__Consigne a__. D'après le texte sur la dépendance mondiale envers la Russie, quelle part de leurs besoins l'Égypte et la Turquie importent-elles de la Russie et de l'Ukraine ?

L’hyperglobalisation nous a « tuer »! Elle nous rend irrémédiablement dépendants les uns des autres, et ce à l’échelon universel. Tant et si bien que des sanctions punitives dirigées contre un pays de taille moyenne affectent désormais les chaînes de production à l’autre bout de la planète pour se retourner in fine contre ceux qui les décrètent.
La campagne de Russie se déroule à l’évidence au plus mal pour cette nation. Si ce n’est que la Russie est toujours puissante – non pas tant de son arme nucléaire – que de la dépendance d’elle de la part du reste du monde. Une cinquantaine de pays disséminés à travers le globe consomment ainsi le blé russe et ukrainien, dont certains de manière critique comme l’Egypte ou la Turquie qui importent près de 65% de leurs besoins de ces deux belligérants. On a donc bien compris aujourd’hui que la Russie, que l’Ukraine mais également que la Biélorussie sont essentielles pour notre approvisionnement alimentaire et que des perturbations durables auront à l’évidence des conséquences désastreuses. Une famine mondiale n’est pas exclue car le pire effet des sanctions contre la Russie n’est même encore perçu – sur nous et par nous.

Libellés de photos avec boîtes englobantes:
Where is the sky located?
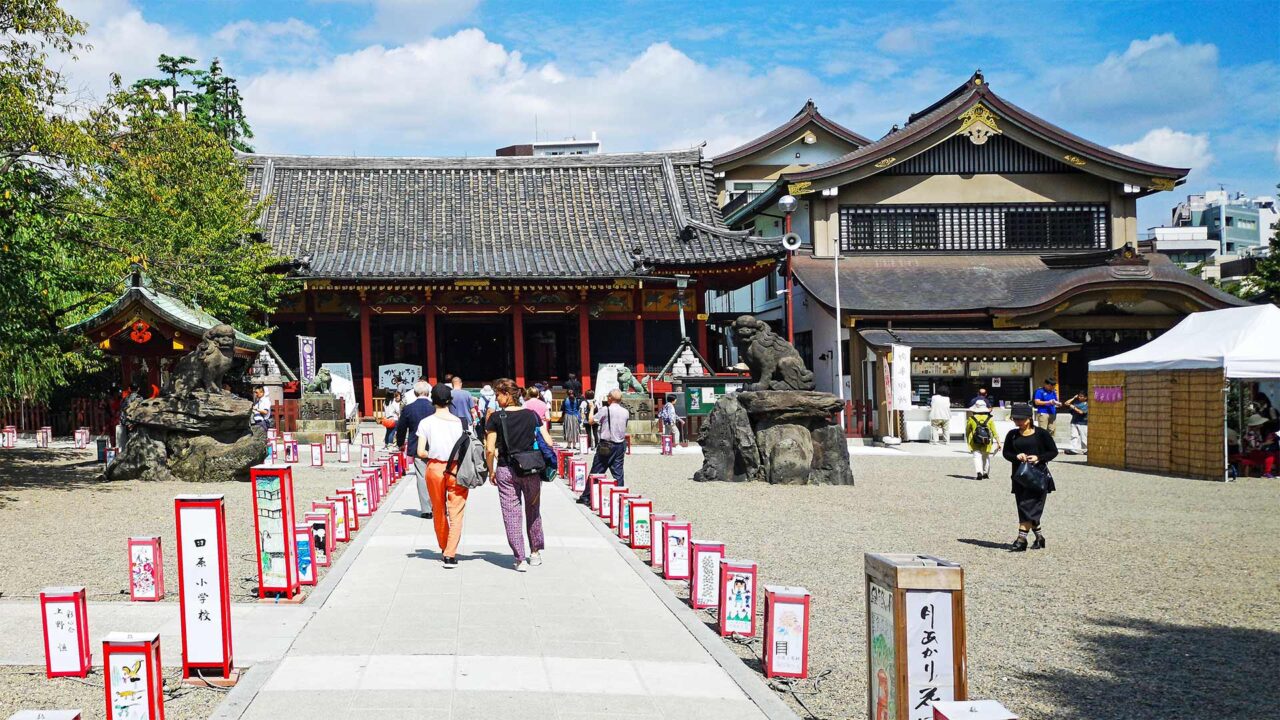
[52,0,1280,227]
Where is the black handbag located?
[1014,460,1053,493]
[498,409,547,475]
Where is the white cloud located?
[61,0,201,100]
[1111,128,1213,172]
[242,29,819,155]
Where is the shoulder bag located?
[498,407,547,475]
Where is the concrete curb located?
[554,480,800,720]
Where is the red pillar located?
[577,300,591,392]
[360,299,374,416]
[511,301,525,387]
[424,304,436,386]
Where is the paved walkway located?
[221,468,764,720]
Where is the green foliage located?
[133,55,253,152]
[0,0,283,405]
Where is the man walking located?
[1032,378,1061,434]
[396,380,437,518]
[577,389,631,505]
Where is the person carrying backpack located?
[964,400,1000,480]
[415,383,468,568]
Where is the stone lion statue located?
[173,324,236,396]
[303,368,333,392]
[733,315,814,389]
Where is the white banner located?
[893,345,911,410]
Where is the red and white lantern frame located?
[174,489,235,678]
[717,560,760,638]
[102,633,164,720]
[689,539,724,610]
[764,585,810,678]
[40,587,93,678]
[128,536,164,602]
[250,465,301,598]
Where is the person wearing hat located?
[1005,402,1057,552]
[413,383,467,568]
[964,398,1000,480]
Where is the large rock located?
[809,425,854,486]
[124,391,253,436]
[755,424,813,486]
[169,425,266,483]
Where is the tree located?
[133,55,253,152]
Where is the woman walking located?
[1005,402,1057,552]
[415,383,467,568]
[383,391,401,450]
[964,400,1000,480]
[484,378,552,573]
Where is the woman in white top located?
[416,383,467,568]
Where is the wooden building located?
[247,149,777,415]
[713,73,1242,430]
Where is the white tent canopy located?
[1089,305,1280,379]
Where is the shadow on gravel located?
[1027,609,1280,720]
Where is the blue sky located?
[64,0,1280,227]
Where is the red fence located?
[0,397,113,436]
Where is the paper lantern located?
[302,502,334,568]
[351,475,375,518]
[250,465,300,598]
[764,585,809,678]
[334,487,360,533]
[40,587,93,678]
[568,459,586,495]
[719,560,759,638]
[174,489,234,678]
[627,497,653,550]
[586,475,609,515]
[662,521,692,580]
[293,523,316,585]
[128,536,164,602]
[596,479,618,524]
[649,512,676,570]
[864,552,969,720]
[102,633,164,720]
[689,539,724,610]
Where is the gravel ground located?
[0,666,225,720]
[0,443,378,602]
[622,455,1280,720]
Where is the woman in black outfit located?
[1005,402,1057,552]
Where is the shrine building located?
[246,149,778,415]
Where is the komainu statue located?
[733,315,813,389]
[173,324,236,397]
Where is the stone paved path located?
[230,468,764,720]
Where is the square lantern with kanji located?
[718,560,759,638]
[250,465,300,598]
[102,633,164,720]
[764,585,809,678]
[40,587,93,678]
[689,539,724,610]
[649,512,676,570]
[662,521,692,580]
[128,536,164,602]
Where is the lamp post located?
[778,195,800,345]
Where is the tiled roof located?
[795,254,1245,314]
[246,150,777,279]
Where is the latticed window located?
[840,202,1110,252]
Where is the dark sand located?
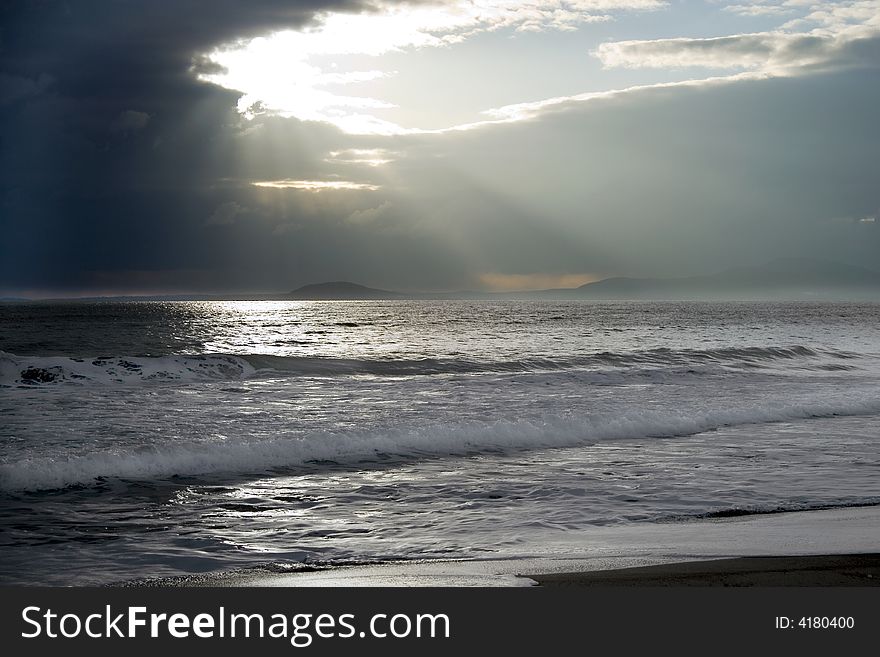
[528,554,880,587]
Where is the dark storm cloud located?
[0,0,388,288]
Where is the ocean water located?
[0,301,880,584]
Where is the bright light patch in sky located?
[251,180,379,192]
[199,0,666,135]
[324,148,394,167]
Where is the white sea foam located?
[0,352,256,385]
[0,398,880,491]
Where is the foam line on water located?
[0,398,880,491]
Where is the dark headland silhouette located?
[10,258,880,303]
[284,258,880,300]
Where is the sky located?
[0,0,880,297]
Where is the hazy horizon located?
[0,0,880,297]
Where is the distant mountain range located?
[6,258,880,302]
[284,258,880,300]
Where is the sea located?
[0,300,880,585]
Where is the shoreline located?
[129,506,880,587]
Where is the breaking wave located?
[0,398,880,491]
[0,345,859,386]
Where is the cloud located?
[324,148,397,167]
[593,0,880,75]
[723,2,792,16]
[198,0,665,135]
[0,73,54,105]
[110,110,150,132]
[205,201,248,226]
[251,179,379,192]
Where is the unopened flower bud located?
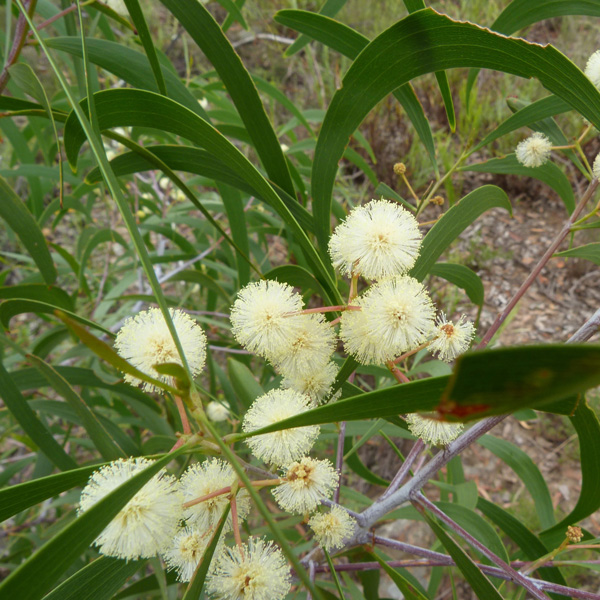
[567,525,583,544]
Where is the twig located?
[381,439,425,499]
[333,421,346,504]
[413,492,549,600]
[477,179,598,348]
[0,0,37,94]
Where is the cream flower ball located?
[427,313,475,362]
[329,199,422,279]
[77,457,183,560]
[406,413,463,446]
[515,131,552,167]
[162,526,219,582]
[115,308,206,392]
[308,506,356,552]
[231,280,305,362]
[242,389,320,467]
[340,275,435,365]
[207,537,291,600]
[273,456,339,514]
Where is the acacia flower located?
[340,275,435,364]
[115,308,206,392]
[308,506,356,552]
[427,313,475,362]
[592,154,600,179]
[406,413,463,446]
[77,457,182,560]
[162,526,219,582]
[242,389,319,467]
[281,362,339,404]
[329,199,422,279]
[515,131,552,167]
[584,50,600,89]
[206,401,229,422]
[207,537,291,600]
[273,456,339,514]
[179,458,250,531]
[231,280,303,360]
[273,313,337,377]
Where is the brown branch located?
[0,0,37,94]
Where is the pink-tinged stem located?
[175,396,192,434]
[381,439,425,499]
[311,553,600,600]
[477,179,598,349]
[0,0,37,94]
[230,495,244,559]
[412,492,549,600]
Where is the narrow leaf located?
[0,177,57,285]
[410,185,512,281]
[0,362,77,471]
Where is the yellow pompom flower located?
[115,308,206,392]
[162,526,219,582]
[329,199,422,279]
[427,313,475,362]
[515,131,552,167]
[340,275,435,365]
[273,456,339,514]
[77,457,183,560]
[243,389,319,467]
[406,413,463,446]
[207,538,291,600]
[231,280,303,361]
[281,362,339,404]
[273,314,337,377]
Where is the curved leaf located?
[473,96,572,152]
[429,263,485,306]
[28,355,127,460]
[43,556,144,600]
[161,0,294,195]
[0,298,114,337]
[85,145,314,231]
[460,154,575,214]
[410,185,512,281]
[274,10,438,176]
[64,89,341,303]
[0,177,57,285]
[240,344,600,439]
[0,465,101,522]
[423,511,502,600]
[0,448,182,600]
[0,283,74,310]
[467,0,600,105]
[0,362,77,471]
[46,37,208,120]
[477,498,567,585]
[540,401,600,547]
[311,9,600,248]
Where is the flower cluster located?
[78,458,250,581]
[115,308,206,392]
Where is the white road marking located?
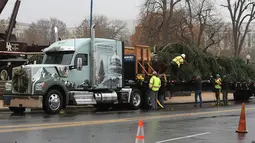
[156,132,210,143]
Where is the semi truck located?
[3,25,154,114]
[3,24,255,114]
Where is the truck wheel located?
[9,107,25,114]
[0,70,8,80]
[43,89,63,114]
[130,89,142,110]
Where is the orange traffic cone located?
[135,120,144,143]
[236,103,247,133]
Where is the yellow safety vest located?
[149,75,161,91]
[214,78,221,89]
[173,56,184,67]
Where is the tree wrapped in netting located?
[151,44,255,81]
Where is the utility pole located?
[90,0,93,37]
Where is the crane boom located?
[0,0,8,14]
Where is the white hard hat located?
[181,54,186,59]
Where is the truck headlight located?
[35,82,46,91]
[5,83,12,91]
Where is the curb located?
[165,99,234,105]
[0,99,234,112]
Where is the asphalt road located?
[0,102,255,143]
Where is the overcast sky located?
[0,0,228,27]
[0,0,143,27]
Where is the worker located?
[170,54,186,77]
[214,74,221,106]
[158,75,166,108]
[222,75,230,106]
[149,71,161,110]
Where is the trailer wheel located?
[0,70,8,80]
[43,89,63,114]
[130,89,142,110]
[9,107,25,114]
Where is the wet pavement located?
[0,102,255,143]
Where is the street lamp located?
[90,0,93,37]
[246,54,251,65]
[54,26,58,42]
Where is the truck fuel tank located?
[95,91,118,103]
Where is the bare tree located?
[24,18,68,44]
[75,15,129,42]
[222,0,255,57]
[180,0,225,52]
[144,0,181,44]
[0,19,7,33]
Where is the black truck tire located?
[130,89,143,110]
[43,89,63,114]
[9,107,25,114]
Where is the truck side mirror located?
[76,58,82,71]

__Consigne b__. Indiquez seulement le nombre de lignes des enregistrements qui contiennent la chaîne « white », en tenant compte de la casse.

__Résultat a__. Près de 65 % de leurs besoins.

__Résultat b__. 8